[Location identification records]
►

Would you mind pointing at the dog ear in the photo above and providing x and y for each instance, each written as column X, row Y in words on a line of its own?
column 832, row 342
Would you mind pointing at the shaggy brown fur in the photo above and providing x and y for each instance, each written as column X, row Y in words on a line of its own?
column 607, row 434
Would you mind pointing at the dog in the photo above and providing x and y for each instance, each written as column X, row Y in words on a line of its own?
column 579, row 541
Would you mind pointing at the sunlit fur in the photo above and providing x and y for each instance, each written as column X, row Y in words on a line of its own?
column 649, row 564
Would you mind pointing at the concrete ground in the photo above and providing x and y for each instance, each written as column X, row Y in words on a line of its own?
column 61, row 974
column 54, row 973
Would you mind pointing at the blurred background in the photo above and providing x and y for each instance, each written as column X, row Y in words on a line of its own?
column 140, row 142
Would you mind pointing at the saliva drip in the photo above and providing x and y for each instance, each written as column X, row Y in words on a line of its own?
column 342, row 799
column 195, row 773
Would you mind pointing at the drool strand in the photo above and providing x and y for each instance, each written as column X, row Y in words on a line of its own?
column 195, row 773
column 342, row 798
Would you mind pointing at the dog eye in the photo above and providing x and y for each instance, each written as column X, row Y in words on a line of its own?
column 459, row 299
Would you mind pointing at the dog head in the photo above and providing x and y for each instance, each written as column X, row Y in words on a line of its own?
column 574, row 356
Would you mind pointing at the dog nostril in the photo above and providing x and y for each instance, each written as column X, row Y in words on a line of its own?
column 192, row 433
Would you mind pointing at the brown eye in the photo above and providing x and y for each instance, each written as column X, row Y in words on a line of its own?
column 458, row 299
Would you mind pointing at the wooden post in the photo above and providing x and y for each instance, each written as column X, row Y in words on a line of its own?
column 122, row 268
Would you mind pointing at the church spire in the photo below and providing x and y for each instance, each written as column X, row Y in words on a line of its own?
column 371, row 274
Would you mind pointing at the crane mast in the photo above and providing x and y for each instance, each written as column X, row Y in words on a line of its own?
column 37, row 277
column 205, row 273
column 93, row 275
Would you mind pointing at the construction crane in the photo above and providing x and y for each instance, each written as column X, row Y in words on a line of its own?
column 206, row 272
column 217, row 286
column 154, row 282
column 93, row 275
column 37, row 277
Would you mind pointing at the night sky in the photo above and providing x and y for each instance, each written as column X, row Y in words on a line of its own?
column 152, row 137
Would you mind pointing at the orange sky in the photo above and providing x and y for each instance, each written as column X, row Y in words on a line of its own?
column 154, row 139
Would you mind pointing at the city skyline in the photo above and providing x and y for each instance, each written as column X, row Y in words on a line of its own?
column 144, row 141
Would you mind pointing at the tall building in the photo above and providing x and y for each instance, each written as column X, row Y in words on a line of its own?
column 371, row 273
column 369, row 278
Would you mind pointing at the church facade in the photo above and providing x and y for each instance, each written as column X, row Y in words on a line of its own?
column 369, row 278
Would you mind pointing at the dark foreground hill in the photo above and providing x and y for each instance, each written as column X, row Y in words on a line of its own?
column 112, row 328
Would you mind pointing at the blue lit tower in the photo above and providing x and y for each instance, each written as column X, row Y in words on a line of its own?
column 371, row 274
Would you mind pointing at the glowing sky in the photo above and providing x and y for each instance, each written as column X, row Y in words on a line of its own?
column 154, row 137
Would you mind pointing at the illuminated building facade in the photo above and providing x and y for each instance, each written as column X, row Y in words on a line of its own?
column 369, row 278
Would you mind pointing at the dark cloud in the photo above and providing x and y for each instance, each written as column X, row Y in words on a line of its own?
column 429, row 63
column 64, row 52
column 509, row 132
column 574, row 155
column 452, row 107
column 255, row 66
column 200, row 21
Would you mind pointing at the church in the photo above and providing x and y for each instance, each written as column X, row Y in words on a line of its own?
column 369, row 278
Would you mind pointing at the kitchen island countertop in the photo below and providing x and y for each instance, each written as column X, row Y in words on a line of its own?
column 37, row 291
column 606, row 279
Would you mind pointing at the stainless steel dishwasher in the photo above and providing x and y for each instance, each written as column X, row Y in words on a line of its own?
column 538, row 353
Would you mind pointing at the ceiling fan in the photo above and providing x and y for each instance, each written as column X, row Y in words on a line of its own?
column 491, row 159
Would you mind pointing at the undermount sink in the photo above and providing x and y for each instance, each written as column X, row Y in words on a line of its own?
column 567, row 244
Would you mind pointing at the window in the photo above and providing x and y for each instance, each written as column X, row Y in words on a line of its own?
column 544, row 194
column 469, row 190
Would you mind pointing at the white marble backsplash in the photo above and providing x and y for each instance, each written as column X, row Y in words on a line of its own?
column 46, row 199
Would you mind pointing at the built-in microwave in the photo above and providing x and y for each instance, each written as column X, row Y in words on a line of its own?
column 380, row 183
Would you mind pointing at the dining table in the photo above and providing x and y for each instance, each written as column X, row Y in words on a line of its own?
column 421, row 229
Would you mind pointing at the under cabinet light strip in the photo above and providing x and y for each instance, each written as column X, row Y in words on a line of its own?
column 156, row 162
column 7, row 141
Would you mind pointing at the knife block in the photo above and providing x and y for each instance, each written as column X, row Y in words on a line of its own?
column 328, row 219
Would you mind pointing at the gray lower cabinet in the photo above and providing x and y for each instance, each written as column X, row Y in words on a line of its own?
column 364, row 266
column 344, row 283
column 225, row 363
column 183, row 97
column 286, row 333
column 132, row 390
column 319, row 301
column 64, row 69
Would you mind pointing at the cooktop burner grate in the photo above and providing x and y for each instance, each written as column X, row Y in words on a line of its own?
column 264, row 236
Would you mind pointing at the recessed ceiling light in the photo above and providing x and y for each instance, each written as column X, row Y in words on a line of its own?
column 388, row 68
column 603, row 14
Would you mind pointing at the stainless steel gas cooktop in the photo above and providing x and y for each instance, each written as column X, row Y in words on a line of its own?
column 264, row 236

◄

== WRITTEN TASK ==
Please rewrite the part of the records above that opens with the line containing "Would you mind pointing at the dark foreground" and closes with the line containing "column 112, row 328", swapping "hill" for "slope" and leaving everything else unchanged.

== TASK RESPONSE ==
Would you mind pointing at the dark foreground slope in the photo above and providing x and y for each instance, each written as column X, row Y in words on a line of its own?
column 112, row 328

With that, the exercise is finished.